RC: Really? Interesting. So he was jazz fan as well?

MH: Yeah, yeah he’s a fan of a lot of different stuff but the Dead was a big thing for him.

RC: Ah, interesting. Well, that kind of leads to one of the questions I wanted to ask you: As you probably know, you have a lot of really hardcore fans who follow you around, tape your shows, kind of like Deadheads.

MH: [Laughs] Not quite.

RC: Well, increasingly so. How does that make you feel? Does that make you uneasy or is it flattering?

MH: Um, I mean, it’s amazing, I mean it’s something I never really expected, you know, playing weirder types of music, you know, I mean I you hope people will listen but you know you never really expect it. So if I am able to play for an audience, I am always very thankful for that, so I think it’s a pretty special thing.

RC: You seem to be pretty, um, ah—you don’t seem to mind if people tape your shows and trade them, things like that.

MH: I mean it depends on who it is you know I think it depends on the situation. You know, like my friend, ______, who’s also friends with ______, he’ll tape things and he’ll always ask my permission before he posts them and I really appreciate that. Because what I don’t like is when people end posting these crappy quality, crappy sounding things without asking. So, I just like to be asked but I think you know it’s nice that this stuff is out there.

RC: Well, there’s all kinds of stuff out there from groups that haven’t released any official recordings, which is pretty exciting, like one of the recent things you did with Myra Melford, the Happy Whistlings.

MH: Oh, yeah.

RC: That was really interesting.

MH: With Stomu and Taylor?

RC: Ah, yeah, at Firehouse 12, maybe in May, something like that?

MH: There was something on the internet with that?

RC: No, this was you know that crowd in New York, I think _____ might have taped it.

MH: Oh wow, that’s cool.

RC: I somehow got ahold of it.

MH: I haven’t even heard it. See, that’s what I gather, it’s this whole underground world of tapers which ______ told me about it, I didn’t even know about it really. So I find that fascinating.

RC: Are you familiar with like Dimeadozen or other BitTorrent sites? There’s a lot of your stuff and Braxton’s stuff…

MH: Yeah, that’s amazing. I don’t really go on those sites much, so I guess I’m a little bit ignorant. Occasionally, someone will tell me, oh I found this show of yours posted somewhere. Yeah, it’s basically gotten out of control [laughs]. In a sense.

RC: Is that a good thing or…?

MH: Well, in terms of being able to control what you present. You know, I don’t have much control at this point. It’s basically gone, you know, everything is just there and I guess you just have to hope it’s a good show [laughs] that’s circulating.

RC: Uh-huh. Well, it’s all great that I’ve heard.

MH: Well, that’s nice.

RC: The recording quality maybe is iffy but it’s kind of tough to make a good recording in some situations.

MH: Yeah.

RC: So, like, some of those groups, are they, like Happy Whistlings, is there any intention of keeping that going or making a record? Or are these just sort of one-off things?

MH: Not that I know of because probably since that gig I haven’t heard much from Myra about it. So I think she’s also just busy with other things. I mean it’s quite possible we could reconvene at some point but there aren’t any immediate plans for that.

RC: It was really interesting and kind of different from her usual stuff, a little more out there.

MH: Yeah, I really enjoyed it, I love her composing and obviously her playing. It was fun to get a chance to work with her.

---

WORK TO COMPLETE:
[a] Answer these questions about the interview, one line each:
(i) Where does RC say the Happy Whistlings performance took place?
(ii) What does MH say his friend always does before posting tapes?
(iii) What site does RC name when asking about BitTorrent sites?
[b] Reproduce the part of the interview that begins at the words "RC: Uh-huh. Well, it’s" and stops after the words "plans for that.".

Records:

---

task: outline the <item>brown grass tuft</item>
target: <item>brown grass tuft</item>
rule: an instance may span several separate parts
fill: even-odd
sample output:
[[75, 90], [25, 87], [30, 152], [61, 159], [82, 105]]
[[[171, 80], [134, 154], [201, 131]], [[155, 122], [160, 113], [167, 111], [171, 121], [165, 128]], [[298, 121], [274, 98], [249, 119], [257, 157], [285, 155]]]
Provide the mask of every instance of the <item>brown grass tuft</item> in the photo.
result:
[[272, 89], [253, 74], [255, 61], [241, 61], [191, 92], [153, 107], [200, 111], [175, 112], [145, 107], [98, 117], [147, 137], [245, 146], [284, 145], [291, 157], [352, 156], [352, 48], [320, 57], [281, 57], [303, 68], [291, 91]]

---

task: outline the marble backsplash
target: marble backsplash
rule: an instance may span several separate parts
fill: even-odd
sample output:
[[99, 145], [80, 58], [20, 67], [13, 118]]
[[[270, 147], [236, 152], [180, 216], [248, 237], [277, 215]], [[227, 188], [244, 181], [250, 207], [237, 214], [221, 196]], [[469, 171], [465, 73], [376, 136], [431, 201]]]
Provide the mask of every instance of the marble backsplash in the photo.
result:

---

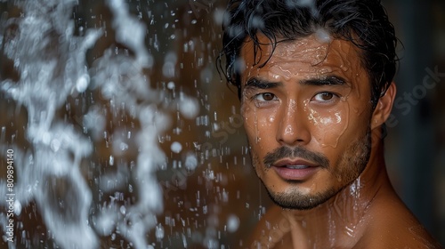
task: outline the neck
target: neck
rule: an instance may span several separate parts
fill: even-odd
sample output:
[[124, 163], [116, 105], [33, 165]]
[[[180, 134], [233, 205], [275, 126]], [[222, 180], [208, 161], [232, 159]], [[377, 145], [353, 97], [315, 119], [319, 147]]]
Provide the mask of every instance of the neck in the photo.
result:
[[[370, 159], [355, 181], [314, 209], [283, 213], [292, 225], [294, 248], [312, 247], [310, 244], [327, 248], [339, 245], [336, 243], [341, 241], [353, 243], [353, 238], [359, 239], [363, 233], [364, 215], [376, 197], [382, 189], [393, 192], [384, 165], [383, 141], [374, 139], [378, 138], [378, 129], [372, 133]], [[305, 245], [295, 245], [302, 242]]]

---

ANSWER SET:
[a]
(i) At Firehouse 12.
(ii) He asks MH's permission.
(iii) Dimeadozen.

[b]
RC: Uh-huh. Well, it’s all great that I’ve heard.

MH: Well, that’s nice.

RC: The recording quality maybe is iffy but it’s kind of tough to make a good recording in some situations.

MH: Yeah.

RC: So, like, some of those groups, are they, like Happy Whistlings, is there any intention of keeping that going or making a record? Or are these just sort of one-off things?

MH: Not that I know of because probably since that gig I haven’t heard much from Myra about it. So I think she’s also just busy with other things. I mean it’s quite possible we could reconvene at some point but there aren’t any immediate plans for that.